▶ Work instructions:
Print out the records in full, keeping each word unchanged.

[Data records]

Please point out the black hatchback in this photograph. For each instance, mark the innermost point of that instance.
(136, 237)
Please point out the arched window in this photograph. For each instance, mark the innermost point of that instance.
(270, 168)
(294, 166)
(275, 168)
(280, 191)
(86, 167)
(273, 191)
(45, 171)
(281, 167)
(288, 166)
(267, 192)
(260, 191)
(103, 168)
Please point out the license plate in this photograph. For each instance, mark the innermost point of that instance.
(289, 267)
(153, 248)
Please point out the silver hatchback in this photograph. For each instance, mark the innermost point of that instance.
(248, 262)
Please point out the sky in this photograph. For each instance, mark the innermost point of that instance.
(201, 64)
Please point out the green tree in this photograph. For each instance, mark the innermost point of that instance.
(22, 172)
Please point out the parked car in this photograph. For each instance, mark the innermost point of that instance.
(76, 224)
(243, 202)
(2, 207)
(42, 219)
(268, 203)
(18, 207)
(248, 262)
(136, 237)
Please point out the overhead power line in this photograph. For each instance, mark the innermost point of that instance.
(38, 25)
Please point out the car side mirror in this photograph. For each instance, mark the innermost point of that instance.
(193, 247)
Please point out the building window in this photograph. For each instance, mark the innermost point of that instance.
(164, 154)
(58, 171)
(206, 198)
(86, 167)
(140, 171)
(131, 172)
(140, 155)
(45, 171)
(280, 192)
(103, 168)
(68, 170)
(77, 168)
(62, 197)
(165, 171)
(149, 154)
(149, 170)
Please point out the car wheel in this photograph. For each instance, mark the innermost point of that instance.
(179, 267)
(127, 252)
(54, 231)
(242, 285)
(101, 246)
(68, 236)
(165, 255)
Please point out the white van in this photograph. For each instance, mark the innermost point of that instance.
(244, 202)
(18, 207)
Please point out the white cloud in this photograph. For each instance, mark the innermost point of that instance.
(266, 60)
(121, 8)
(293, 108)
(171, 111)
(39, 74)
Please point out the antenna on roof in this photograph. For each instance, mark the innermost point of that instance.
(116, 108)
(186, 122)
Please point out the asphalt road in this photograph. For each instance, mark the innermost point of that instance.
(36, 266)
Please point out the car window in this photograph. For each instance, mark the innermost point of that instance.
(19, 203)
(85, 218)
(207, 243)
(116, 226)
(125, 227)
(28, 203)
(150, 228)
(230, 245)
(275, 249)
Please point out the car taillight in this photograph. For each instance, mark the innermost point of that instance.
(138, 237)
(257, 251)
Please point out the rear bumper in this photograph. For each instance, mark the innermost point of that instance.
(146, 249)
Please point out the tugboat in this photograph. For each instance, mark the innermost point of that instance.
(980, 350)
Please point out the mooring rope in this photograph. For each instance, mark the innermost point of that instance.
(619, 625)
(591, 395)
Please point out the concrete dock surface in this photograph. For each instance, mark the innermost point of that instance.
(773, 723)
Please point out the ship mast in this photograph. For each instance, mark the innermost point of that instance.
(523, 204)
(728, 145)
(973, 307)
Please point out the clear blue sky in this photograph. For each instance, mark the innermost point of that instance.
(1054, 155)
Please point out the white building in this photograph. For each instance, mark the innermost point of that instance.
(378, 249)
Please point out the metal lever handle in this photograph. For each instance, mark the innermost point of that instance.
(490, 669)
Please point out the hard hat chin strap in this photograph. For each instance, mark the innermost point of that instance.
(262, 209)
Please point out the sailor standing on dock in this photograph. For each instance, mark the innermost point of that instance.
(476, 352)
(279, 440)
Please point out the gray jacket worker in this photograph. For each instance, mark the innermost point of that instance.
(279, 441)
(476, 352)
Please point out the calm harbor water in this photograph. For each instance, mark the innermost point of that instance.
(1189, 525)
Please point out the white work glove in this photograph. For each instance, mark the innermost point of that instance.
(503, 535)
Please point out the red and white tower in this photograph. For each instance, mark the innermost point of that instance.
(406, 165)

[/Data records]

▶ Task solution:
Please point out the black hatchback in this photograph. For each instance, mark the innermost point of that instance.
(136, 237)
Please point out the arched window in this photograph. For each instance, mark the innermost point of that instance.
(270, 168)
(294, 166)
(275, 168)
(280, 191)
(86, 167)
(273, 191)
(45, 171)
(281, 167)
(288, 166)
(267, 192)
(260, 191)
(103, 168)
Please point out the license plate in this photograph. For each instance, mark the innermost point of that instance.
(289, 267)
(153, 248)
Please point out the silver hatchback in this photograph. For each instance, mark the innermost point of that instance.
(248, 262)
Please point out the sky in this photograph. For each instance, mark the innermost point of that instance.
(201, 64)
Please point out the green tree in this photograph. For each instance, mark the innermost point of that instance.
(22, 172)
Please point out the parked car in this photograph. For each instance, mark the innermost point of that instance.
(76, 224)
(243, 202)
(2, 207)
(42, 219)
(268, 203)
(18, 207)
(248, 262)
(136, 237)
Please point out the overhead power line in this photograph. For each instance, mark the innermost point of that instance.
(38, 25)
Please point out the car side mirror in this photograph. For each instance, mark the innermost point of that instance.
(193, 247)
Please point out the building window in this photograph. For each instance, mark the innermost point of that instance.
(164, 154)
(58, 171)
(206, 198)
(86, 167)
(140, 171)
(131, 172)
(140, 155)
(45, 171)
(280, 192)
(103, 168)
(68, 170)
(77, 168)
(62, 197)
(165, 171)
(149, 154)
(149, 170)
Please point out the car wheel in this photograph. For each instance, mark the innermost point of that instance.
(179, 267)
(127, 252)
(54, 231)
(242, 285)
(101, 246)
(68, 236)
(165, 255)
Please point out the white van in this photograph. For each instance, mark the innermost point of that instance.
(244, 202)
(18, 207)
Please point out the white cloud in this photograph. For each instance, mark the innermost point of that instance.
(266, 60)
(121, 8)
(293, 108)
(171, 111)
(39, 74)
Please point out the antenna on roof in this photograph. For each instance, mark the innermost point of that instance.
(116, 108)
(186, 122)
Please point out the asphalt road in this photograph. For each instance, mark the innermost point of that instance.
(36, 266)
Please point out the car window in this photograph. For each instance, mark the innermost point of that instance.
(19, 203)
(85, 218)
(207, 243)
(116, 226)
(125, 227)
(28, 203)
(150, 228)
(230, 245)
(275, 249)
Please point out the car taillight in this photograph. For each instance, mark the innermost point of that instance.
(138, 237)
(257, 251)
Please point out the rear bumper in this photograph. For each instance, mark the innermost point of that instance.
(146, 249)
Please point out the tugboat in this photograph. For each instance, mark the innermost point of that instance.
(980, 350)
Please point out the mooring rope in this photograph. For each instance, mark the innermost point of that instance.
(619, 625)
(591, 395)
Please point out the concrete dock surface in this photograph. For each instance, mark the innermost point of that instance.
(773, 723)
Please point out the ship mast in this photograph. For each instance, mark the innermost point of that instance.
(523, 204)
(728, 145)
(973, 307)
Please point out the clear blue sky in this photograph. For each instance, mark the innermost point of that instance.
(1054, 155)
Please point out the white building in this photograph. For each instance, mark the innermost point of that instance.
(378, 249)
Please point out the metal lever handle in this photograph. For each instance, mark the innermost point of that instance.
(490, 669)
Please point out the hard hat chin strap in this photograph. For each instance, mark the innermost point of that instance.
(262, 209)
Please point out the sailor standing on dock in this photograph. For each instance, mark the innermost point of that instance.
(476, 352)
(279, 440)
Please point out the gray jacket worker in this photograph. For each instance, mark the innermost point of that instance.
(279, 441)
(476, 352)
Please point out the calm harbor water in this photograph. For each instance, mark the innermost point of that instance.
(1189, 525)
Please point out the white work glove in this photograph. For each instance, mark the innermost point of that instance.
(503, 535)
Please point out the red and white tower in this photograph. For each instance, mark the innermost point of that instance.
(406, 165)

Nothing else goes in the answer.